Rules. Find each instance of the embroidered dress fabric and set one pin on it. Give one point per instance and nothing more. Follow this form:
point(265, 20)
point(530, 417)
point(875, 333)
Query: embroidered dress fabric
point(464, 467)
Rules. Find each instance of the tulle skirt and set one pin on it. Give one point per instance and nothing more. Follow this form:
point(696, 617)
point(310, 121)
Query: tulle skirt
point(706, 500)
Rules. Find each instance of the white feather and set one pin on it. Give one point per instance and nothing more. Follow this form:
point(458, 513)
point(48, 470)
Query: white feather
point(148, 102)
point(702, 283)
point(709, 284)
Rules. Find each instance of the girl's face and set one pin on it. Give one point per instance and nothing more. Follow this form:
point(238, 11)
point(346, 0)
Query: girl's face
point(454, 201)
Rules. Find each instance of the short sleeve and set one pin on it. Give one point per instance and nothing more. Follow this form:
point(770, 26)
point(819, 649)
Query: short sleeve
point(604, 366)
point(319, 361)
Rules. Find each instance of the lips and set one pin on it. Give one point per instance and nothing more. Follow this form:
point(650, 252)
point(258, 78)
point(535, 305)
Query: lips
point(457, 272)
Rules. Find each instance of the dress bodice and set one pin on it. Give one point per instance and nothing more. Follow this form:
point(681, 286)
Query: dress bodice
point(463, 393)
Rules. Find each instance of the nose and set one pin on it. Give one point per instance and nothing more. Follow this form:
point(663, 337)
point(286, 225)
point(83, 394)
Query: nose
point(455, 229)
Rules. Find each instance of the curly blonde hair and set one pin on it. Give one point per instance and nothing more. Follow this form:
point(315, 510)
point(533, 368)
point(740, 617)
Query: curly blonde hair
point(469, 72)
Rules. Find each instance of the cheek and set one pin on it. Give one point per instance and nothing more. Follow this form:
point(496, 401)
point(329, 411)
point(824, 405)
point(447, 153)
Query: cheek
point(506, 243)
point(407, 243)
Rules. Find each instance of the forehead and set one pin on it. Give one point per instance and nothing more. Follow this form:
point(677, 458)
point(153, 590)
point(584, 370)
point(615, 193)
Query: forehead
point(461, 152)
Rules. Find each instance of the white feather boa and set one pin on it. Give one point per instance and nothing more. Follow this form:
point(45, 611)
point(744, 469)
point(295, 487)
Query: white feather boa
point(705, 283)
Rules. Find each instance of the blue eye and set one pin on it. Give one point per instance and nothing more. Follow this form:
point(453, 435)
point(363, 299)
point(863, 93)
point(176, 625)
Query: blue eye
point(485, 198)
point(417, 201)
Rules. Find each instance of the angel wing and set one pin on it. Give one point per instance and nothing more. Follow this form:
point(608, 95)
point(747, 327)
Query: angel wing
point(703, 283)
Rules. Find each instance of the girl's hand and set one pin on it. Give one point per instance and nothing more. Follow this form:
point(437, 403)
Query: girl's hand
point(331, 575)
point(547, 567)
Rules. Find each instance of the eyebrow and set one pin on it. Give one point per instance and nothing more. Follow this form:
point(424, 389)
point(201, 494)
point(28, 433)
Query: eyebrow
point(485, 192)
--
◆ AIM ◆
Can you set out every line of the data above as a numbered list, skipping any blank lines?

◆ COMPLETED TASK ◆
1. Rules. Find each instance of the embroidered dress fabric and set one pin on it. Give one point per instance and nothing more. Follow this form:
2. point(265, 20)
3. point(530, 417)
4. point(875, 333)
5. Query: embroidered dress fabric
6. point(464, 467)
7. Rules. Find each instance of the tulle skirt and set one pin on it. Give one point per instance and nothing more. Follow this form:
8. point(696, 617)
9. point(310, 121)
10. Query: tulle skirt
11. point(706, 500)
12. Rules. Find each instance of the white feather and set one pin on it. Give one point per instance and nothing more. Follow this form:
13. point(458, 513)
14. point(48, 470)
15. Query: white feather
16. point(148, 102)
17. point(702, 283)
18. point(709, 284)
19. Rules. Find each instance of the girl's face and set one pin on it. Give one point per instance and nothing more. Follow this form:
20. point(238, 11)
21. point(346, 0)
22. Query: girl's face
23. point(454, 201)
24. Rules. Find each instance of the short sleeve and set one pin on it. Give one point per instance and nothing more. Follow this form:
25. point(770, 26)
26. point(819, 649)
27. Query: short sleeve
28. point(604, 366)
29. point(319, 361)
30. Rules. Find each instance of the lips and set one pin on it. Give one point per instance and nothing more. Follow this form:
31. point(650, 252)
32. point(258, 78)
33. point(535, 305)
34. Query: lips
35. point(457, 272)
36. Rules. Find each instance of the dress bodice and set one pin on it. Give one point per instance and nothing more. Follow this form:
37. point(681, 286)
38. Query: dress bodice
39. point(463, 393)
40. Rules. Find each instance of the nose and set one pin on it. Give one point per instance and nothing more. Follow this form:
41. point(663, 337)
42. point(286, 225)
43. point(83, 394)
44. Query: nose
45. point(455, 229)
46. Rules. Find each instance of the curly blonde hair and set one pin on it. Give one point per instance and nothing more. Follow this form:
47. point(315, 510)
48. point(533, 368)
49. point(740, 617)
50. Query: curly blonde hair
51. point(469, 72)
52. Rules. Find each instance of the cheek and set one pin on it. Give one point per instance and nothing more. Follow this form:
53. point(496, 401)
54. point(329, 411)
55. point(824, 405)
56. point(447, 153)
57. Query: cheek
58. point(506, 243)
59. point(407, 243)
60. Rules. Find each instance of the forehead and set one pin on it. Give one point per instance and nothing more. Follow this form:
61. point(677, 458)
62. point(153, 590)
63. point(584, 370)
64. point(615, 193)
65. Query: forehead
66. point(461, 152)
67. Rules. Find each instance of the white feather boa and set one pin on it. Give one point per instance and nothing more. Follow this form:
68. point(45, 611)
69. point(744, 469)
70. point(295, 487)
71. Query: white feather boa
72. point(705, 283)
73. Rules. Find each instance of the blue eye and set one pin on it. Give one point per instance and nothing more. Follow this form:
74. point(453, 435)
75. point(363, 299)
76. point(863, 93)
77. point(176, 625)
78. Query: blue eye
79. point(485, 198)
80. point(417, 201)
81. Rules. Find each instance of the angel wing and set one pin on it. Give one point per instance and nothing more. Follow this form:
82. point(608, 95)
83. point(747, 327)
84. Query: angel wing
85. point(703, 283)
86. Rules. Find each instance of the girl's hand and set one pin on it. Give one point per instance and nothing more. Follow this form:
87. point(437, 403)
88. Query: girl's hand
89. point(331, 575)
90. point(547, 567)
91. Rules. Find each instance of the eyebrow and set one pin on it. Give one point per instance and nothing more. Follow this form:
92. point(424, 389)
93. point(201, 494)
94. point(28, 433)
95. Query: eyebrow
96. point(485, 192)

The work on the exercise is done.